## Exercises:
1) Answer these questions using the article on the hospital dementia sticker scheme:
(a) What is Danielle Woods's role?
(b) Where will the flower sticker be put?
(c) Where has the Christmas tree been placed?
2) From the article on the hospital dementia sticker scheme, write out the passage starting with "Sunday, 23 December" and going on through "are easily identified.".
3) Extend the article on the hospital dementia sticker scheme from where it stops.
*** Document excerpt Section Begins ***
Sunday, 23 December 2012

Foget me not stickers for hospitals

Forget-me-not stickers idea to help boost hospital’s care of dementia sufferers and their families

Dawn Parkes, project leader, and Danielle Woods, dementia project manager, with the memories tree at BRI Dawn Parkes, project leader, and Danielle Woods, dementia project manager, with the memories tree at BRI
A ‘sticker’ scheme to give high-quality care to dementia patients is being introduced across Bradford Teaching Hospitals.
A forget-me-knot flower sticker put in patients case notes and above their beds will mean patients with the condition are easily identified.
Head of nursing for medicine Dawn Parkes, said the scheme will help make Bradford Teaching Hospitals a centre of excellence for dementia.
“The forget-me-knot scheme is another example of our drive to improve our continuing care, treatment and support for this vulnerable patient group,” she said.
“We hope it will also reassure their families and carers that we are doing everything we can to ease the burden of this terrible disease and the upset that hospital stays might cause for their loved ones.”
To celebrate the start of the scheme, a Christmas tree where people can leave memories and thoughts has been placed in the main entrance of the Bradford Royal Infirmary.
*** Document excerpt Section Ends ***
*** Source information Section Begins ***
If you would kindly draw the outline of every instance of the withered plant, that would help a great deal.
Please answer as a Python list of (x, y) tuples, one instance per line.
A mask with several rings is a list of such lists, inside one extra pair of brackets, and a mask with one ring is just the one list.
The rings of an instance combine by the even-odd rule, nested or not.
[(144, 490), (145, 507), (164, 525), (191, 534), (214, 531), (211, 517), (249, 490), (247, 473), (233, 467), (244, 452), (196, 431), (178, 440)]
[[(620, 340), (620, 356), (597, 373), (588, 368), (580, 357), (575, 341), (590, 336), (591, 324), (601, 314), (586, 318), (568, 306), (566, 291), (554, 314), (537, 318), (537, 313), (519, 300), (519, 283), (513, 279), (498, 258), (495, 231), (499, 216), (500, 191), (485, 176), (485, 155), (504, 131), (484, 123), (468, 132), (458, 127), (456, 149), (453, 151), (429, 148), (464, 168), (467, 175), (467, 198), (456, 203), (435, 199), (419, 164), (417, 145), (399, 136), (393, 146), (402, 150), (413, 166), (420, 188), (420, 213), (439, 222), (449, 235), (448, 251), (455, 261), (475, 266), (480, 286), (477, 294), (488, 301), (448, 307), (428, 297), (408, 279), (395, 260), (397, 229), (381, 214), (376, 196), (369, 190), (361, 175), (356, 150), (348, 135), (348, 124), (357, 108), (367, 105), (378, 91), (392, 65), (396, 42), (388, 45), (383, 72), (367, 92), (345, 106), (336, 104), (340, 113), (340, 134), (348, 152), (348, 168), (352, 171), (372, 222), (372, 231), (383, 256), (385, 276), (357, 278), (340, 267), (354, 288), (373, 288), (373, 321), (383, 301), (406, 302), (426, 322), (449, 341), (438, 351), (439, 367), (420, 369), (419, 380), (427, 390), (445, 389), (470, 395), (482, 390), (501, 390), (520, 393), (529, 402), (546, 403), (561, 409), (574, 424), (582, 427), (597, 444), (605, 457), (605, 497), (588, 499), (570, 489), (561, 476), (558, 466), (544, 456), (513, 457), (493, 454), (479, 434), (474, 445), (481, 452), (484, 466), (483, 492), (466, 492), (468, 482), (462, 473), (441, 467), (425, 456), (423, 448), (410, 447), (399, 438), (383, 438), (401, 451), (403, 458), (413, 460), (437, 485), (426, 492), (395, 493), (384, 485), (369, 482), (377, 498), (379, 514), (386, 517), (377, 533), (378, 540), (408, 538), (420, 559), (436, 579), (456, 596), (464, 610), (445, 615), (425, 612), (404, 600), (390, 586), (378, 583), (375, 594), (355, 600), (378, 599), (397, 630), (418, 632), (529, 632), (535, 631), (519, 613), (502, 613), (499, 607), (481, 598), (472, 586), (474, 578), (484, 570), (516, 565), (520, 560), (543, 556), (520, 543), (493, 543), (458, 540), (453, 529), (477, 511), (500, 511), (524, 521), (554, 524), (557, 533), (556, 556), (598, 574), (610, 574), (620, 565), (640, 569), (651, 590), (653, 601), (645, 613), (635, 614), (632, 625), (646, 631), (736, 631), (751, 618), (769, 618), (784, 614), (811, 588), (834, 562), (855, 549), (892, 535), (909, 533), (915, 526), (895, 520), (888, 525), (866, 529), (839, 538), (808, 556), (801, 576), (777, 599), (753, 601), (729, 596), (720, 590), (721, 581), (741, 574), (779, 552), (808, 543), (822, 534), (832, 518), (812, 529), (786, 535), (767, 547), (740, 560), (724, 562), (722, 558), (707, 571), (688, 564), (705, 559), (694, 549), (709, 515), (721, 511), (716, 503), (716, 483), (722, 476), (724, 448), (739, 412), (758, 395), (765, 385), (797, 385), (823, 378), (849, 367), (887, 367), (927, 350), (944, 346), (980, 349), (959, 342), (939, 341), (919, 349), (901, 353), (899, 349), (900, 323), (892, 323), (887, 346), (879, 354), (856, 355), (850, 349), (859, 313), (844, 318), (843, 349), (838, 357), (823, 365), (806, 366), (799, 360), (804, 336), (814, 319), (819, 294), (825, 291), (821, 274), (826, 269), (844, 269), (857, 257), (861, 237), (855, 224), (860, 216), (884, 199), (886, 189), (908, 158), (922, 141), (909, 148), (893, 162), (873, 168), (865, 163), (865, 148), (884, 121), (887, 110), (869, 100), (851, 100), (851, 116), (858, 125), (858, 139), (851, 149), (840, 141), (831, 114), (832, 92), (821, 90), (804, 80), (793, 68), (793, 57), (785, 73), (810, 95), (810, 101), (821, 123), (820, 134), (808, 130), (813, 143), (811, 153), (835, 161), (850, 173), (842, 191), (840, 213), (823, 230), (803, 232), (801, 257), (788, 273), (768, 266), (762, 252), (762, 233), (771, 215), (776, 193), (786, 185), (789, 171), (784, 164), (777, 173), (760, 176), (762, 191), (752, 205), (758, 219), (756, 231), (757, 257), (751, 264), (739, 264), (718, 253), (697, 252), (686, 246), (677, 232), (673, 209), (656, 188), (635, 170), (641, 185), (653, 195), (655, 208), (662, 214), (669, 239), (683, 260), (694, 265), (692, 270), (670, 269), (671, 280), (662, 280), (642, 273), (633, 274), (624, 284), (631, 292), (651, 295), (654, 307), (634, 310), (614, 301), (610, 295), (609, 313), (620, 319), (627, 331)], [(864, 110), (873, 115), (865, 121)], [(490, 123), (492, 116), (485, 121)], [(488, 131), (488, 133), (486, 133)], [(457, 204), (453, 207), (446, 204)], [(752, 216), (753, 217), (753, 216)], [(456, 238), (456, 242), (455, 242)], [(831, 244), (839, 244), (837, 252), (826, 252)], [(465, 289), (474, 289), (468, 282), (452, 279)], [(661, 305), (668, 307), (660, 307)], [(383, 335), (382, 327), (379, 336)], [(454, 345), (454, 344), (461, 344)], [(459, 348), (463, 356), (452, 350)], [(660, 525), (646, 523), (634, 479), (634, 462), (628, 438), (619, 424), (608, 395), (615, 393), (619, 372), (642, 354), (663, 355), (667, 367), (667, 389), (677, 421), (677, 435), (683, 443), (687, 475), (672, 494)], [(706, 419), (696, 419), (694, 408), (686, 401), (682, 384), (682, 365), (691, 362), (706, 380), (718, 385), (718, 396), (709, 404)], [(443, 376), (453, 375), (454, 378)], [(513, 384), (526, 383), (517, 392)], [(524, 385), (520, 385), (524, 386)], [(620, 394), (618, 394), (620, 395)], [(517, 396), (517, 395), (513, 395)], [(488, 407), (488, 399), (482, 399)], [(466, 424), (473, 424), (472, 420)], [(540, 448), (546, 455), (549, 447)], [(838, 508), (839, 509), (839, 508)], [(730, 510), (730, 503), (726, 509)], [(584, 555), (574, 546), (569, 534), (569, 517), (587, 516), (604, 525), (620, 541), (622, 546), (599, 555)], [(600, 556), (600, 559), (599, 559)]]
*** Source information Section Ends ***
## Answers:
1)
(a) Dementia project manager.
(b) In patients' case notes and above their beds.
(c) In the main entrance of the Bradford Royal Infirmary.

2)
Sunday, 23 December 2012

Foget me not stickers for hospitals

Forget-me-not stickers idea to help boost hospital’s care of dementia sufferers and their families

Dawn Parkes, project leader, and Danielle Woods, dementia project manager, with the memories tree at BRI Dawn Parkes, project leader, and Danielle Woods, dementia project manager, with the memories tree at BRI
A ‘sticker’ scheme to give high-quality care to dementia patients is being introduced across Bradford Teaching Hospitals.
A forget-me-knot flower sticker put in patients case notes and above their beds will mean patients with the condition are easily identified.

3)
Dementia project manager, Dani Woods, said: “We have been asking patients, visitors, relatives and staff to write the names of loved ones that they wish to remember this Christmas, or a statement around the positive care they or relatives have received, on a name-tag to hang on our Christmas tree.
Another initiative being used to help dementia patients settle into the BRI’s elderly care wards are special memory boxes above the beds of wards 23 and 29 which helps improve staff’s ability to interact with patients. The memory boxes contain items such as old photographs from all eras, local history books, skipping ropes, spinning tops, wooden pegs, seaside postcards or anything that can help them access their long-term memory as it is often short-term memory that is impaired in dementia.
“Hospitals can be very unsettling places for patients with dementia, so our work centres around helping patients and staff connect through something that is embedded in memories. It also gives relatives the chance to have that kind of interaction with their loved ones too” said Miss Woods.